## Page text
** begin **

Jazzed Out Timelapse and Post-Mortem! - Post-Mortem
This is the second post of our Jazzy Beats Timelapse & Post-Mortem post combo. If you haven't checked out our post regarding the Timelapse yet, we recommend you to do so, as it explains the reasoning for both posts to be separate.
In case you're here for the post-mortem, here it is! 🎉 Links in the post-mortem will redirect you to articles posted on the Ludum Dare website covering various facets of the games development in more detail. Don't forget you can join us in our Discord server!
Jazzy Beats is an idol-themed beat-em-up game where you indirectly have to defeat your rival idol by fighting against her fans, converting them into your own. Each idol’s fans will walk towards the rival and proceed to attack them, as they attempt to knock them out.
The player, taking the role of jazz-oriented idol Jazzchan (Jazzy), can use punches, kicks, a ranged trumpet attack and an area-of-effect saxophone special to convert fans of her opponent rival, Bluessom, into their own fans. Some of these actions have cooldowns, but they can be used in conjunction to create and increase the player’s combo. The highest combo the player has obtained, together with the time it took them to defeat their rival are displayed in the end results.
However, the player’s rival has similar techniques and attacks at her disposal and will eventually convert the player’s fans back to her side again. Both idols will need to keep converting each other’s fans until one of them gets knocked out.
The game’s development team was composed by three members of the Whales And Games team which had previously worked together on the multiple updates of our Ludum Dare 36 entry, Colossorama. The game’s development and gameplay programming was handled by JorgeGameDev, while all of the game’s artistic design, direction and graphic assets were handled by The 'Moski. Finally, but not least, RobinhoodPT was in-charge of composing all of the game’s audio, from the different tracks in the game’s soundtrack, to the multiple sound effects and their variations.
We once again decided to stick with the tools we use during our day-to-day game development. The game’s development was done using the Unity engine with C# as the programming language, where we used a more inheritance-focused programming structure this time around. Art was created and designed using Krita, a free and open-source digital painting program, which allowed for quickly sketching and coloring the multiple sprites used. Finally, the Music was originally intended to be composed using Cubase, but due to setup problems with the program prior to the jam, the composer instead used their back-up digital audio workstation, Bitwig Studio together with their MIDI controller, which paired-up perfectly with their game jam composing workflow.
However, in contrast to the workflows of previous events, all the team members had access to the Git repository of the game hosted on BitBucket and had the knowledge of Unity necessary to aid on the implementation of their assets directly on the game’s engine. More details on that on the following sections.
Game Idea and Design
When we look back at the development process of Petty Puny Planet, our Ludum Dare 38 game, one of our personal highlights was how efficient it was to handle the game’s development and design. This efficiency came as a result of having a well-defined game idea, design and vision shortly after the theme was announced, which allowed us to know exactly what we had to do in order to turn the idea into reality.

** end **

## Direction A
Reproduce the records from the line containing "of the wheel" through the end of the records, inclusive, putting "image coordinates" in place of "pixel coordinates" and leaving everything else unchanged.

## Records for the exercise
** begin **

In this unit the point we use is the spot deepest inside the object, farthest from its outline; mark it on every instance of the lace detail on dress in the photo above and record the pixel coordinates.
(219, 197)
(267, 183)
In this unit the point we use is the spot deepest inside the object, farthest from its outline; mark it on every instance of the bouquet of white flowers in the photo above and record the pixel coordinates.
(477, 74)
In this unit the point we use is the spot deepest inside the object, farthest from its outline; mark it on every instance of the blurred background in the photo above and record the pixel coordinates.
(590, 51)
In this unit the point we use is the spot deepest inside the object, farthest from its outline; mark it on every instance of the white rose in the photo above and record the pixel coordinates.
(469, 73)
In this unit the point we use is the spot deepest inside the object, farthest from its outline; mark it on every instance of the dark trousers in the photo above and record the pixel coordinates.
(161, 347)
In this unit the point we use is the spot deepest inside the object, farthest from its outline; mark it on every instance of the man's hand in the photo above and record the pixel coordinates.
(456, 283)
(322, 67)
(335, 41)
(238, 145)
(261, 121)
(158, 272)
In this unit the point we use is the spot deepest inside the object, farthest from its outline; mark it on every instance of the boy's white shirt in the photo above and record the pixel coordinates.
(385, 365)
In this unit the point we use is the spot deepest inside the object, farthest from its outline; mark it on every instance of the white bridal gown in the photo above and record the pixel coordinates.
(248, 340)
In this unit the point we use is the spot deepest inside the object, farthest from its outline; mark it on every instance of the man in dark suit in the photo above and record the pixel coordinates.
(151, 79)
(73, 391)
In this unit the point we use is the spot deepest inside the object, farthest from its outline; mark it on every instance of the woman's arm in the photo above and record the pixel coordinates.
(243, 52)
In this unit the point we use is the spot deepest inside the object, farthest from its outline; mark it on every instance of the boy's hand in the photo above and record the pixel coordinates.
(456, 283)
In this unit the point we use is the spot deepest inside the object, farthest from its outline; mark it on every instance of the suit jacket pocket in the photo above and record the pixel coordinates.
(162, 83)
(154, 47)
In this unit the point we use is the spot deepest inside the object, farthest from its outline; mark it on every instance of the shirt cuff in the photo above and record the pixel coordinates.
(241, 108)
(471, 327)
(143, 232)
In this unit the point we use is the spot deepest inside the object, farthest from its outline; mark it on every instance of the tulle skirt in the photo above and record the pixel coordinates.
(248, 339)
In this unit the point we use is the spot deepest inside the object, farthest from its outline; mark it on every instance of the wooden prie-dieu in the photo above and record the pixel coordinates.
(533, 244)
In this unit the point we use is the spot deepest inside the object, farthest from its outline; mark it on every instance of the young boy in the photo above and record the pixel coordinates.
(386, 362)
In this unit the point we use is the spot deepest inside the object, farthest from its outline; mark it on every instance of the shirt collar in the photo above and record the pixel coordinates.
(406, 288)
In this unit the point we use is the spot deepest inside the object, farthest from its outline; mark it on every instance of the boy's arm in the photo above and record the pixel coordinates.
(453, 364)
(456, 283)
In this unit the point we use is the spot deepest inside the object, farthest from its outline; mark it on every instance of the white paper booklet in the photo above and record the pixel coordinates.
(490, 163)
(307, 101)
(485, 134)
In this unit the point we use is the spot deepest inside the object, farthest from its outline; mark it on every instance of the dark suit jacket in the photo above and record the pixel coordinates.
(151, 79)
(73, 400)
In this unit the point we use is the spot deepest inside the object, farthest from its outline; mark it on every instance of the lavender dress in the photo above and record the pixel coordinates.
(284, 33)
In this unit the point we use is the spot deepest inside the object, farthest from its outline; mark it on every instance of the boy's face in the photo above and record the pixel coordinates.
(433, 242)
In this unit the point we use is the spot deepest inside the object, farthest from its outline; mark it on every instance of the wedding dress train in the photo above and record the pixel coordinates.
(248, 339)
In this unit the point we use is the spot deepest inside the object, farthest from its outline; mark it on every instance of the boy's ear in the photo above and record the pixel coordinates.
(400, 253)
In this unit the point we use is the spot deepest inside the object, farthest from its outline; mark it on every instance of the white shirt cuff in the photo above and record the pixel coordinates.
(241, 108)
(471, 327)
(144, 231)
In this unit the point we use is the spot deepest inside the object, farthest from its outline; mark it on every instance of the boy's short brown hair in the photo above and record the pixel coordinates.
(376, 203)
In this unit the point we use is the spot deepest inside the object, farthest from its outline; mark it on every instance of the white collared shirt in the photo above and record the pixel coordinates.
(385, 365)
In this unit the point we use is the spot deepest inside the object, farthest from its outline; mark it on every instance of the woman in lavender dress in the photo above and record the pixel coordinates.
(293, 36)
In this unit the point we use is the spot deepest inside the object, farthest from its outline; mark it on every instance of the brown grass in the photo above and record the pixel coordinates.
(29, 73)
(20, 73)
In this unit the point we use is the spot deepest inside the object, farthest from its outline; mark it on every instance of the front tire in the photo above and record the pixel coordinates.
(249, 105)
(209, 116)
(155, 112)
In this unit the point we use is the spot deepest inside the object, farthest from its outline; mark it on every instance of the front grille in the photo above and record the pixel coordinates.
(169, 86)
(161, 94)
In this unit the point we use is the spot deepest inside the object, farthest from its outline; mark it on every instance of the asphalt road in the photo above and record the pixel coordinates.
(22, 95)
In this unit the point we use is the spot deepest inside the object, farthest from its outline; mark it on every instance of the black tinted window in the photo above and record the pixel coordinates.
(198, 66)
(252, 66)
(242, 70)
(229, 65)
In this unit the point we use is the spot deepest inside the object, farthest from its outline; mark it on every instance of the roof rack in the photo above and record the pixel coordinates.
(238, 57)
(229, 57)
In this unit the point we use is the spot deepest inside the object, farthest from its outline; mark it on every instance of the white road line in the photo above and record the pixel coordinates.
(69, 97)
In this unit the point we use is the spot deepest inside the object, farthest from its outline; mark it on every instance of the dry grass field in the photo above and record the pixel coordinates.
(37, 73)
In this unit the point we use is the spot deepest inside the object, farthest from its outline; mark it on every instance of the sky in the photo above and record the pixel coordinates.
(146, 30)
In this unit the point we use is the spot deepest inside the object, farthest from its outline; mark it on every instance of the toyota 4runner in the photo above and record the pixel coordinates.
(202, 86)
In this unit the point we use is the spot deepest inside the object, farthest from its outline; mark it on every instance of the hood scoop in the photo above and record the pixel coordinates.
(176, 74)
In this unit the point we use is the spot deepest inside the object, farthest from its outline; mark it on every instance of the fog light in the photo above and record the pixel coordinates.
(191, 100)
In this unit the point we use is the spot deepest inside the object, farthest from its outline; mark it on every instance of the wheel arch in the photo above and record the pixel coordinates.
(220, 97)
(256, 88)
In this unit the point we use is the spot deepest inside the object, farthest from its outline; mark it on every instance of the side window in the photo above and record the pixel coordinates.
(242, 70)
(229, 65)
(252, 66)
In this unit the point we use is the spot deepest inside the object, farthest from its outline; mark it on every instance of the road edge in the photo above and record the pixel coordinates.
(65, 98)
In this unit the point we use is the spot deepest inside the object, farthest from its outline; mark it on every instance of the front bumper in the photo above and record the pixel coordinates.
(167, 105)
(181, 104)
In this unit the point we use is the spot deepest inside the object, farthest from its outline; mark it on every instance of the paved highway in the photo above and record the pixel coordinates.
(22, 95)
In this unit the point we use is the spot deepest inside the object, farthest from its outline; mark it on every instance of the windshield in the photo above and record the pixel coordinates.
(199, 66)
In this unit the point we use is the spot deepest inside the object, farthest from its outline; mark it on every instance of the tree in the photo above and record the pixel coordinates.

** end **

## Direction B
Answer these questions using the Jazzy Beats post-mortem:
(i) What is the name of the rival idol whose fans the player converts?
(ii) Which team member composed the game's audio?
(iii) What program was used to create and design the art?

## Answer A
In this unit the point we use is the spot deepest inside the object, farthest from its outline; mark it on every instance of the wheel arch in the photo above and record the image coordinates.
(220, 97)
(256, 88)
In this unit the point we use is the spot deepest inside the object, farthest from its outline; mark it on every instance of the side window in the photo above and record the image coordinates.
(242, 70)
(229, 65)
(252, 66)
In this unit the point we use is the spot deepest inside the object, farthest from its outline; mark it on every instance of the road edge in the photo above and record the image coordinates.
(65, 98)
In this unit the point we use is the spot deepest inside the object, farthest from its outline; mark it on every instance of the front bumper in the photo above and record the image coordinates.
(167, 105)
(181, 104)
In this unit the point we use is the spot deepest inside the object, farthest from its outline; mark it on every instance of the paved highway in the photo above and record the image coordinates.
(22, 95)
In this unit the point we use is the spot deepest inside the object, farthest from its outline; mark it on every instance of the windshield in the photo above and record the image coordinates.
(199, 66)
In this unit the point we use is the spot deepest inside the object, farthest from its outline; mark it on every instance of the tree in the photo above and record the image coordinates.

## Answer B
(i) Bluessom
(ii) RobinhoodPT
(iii) Krita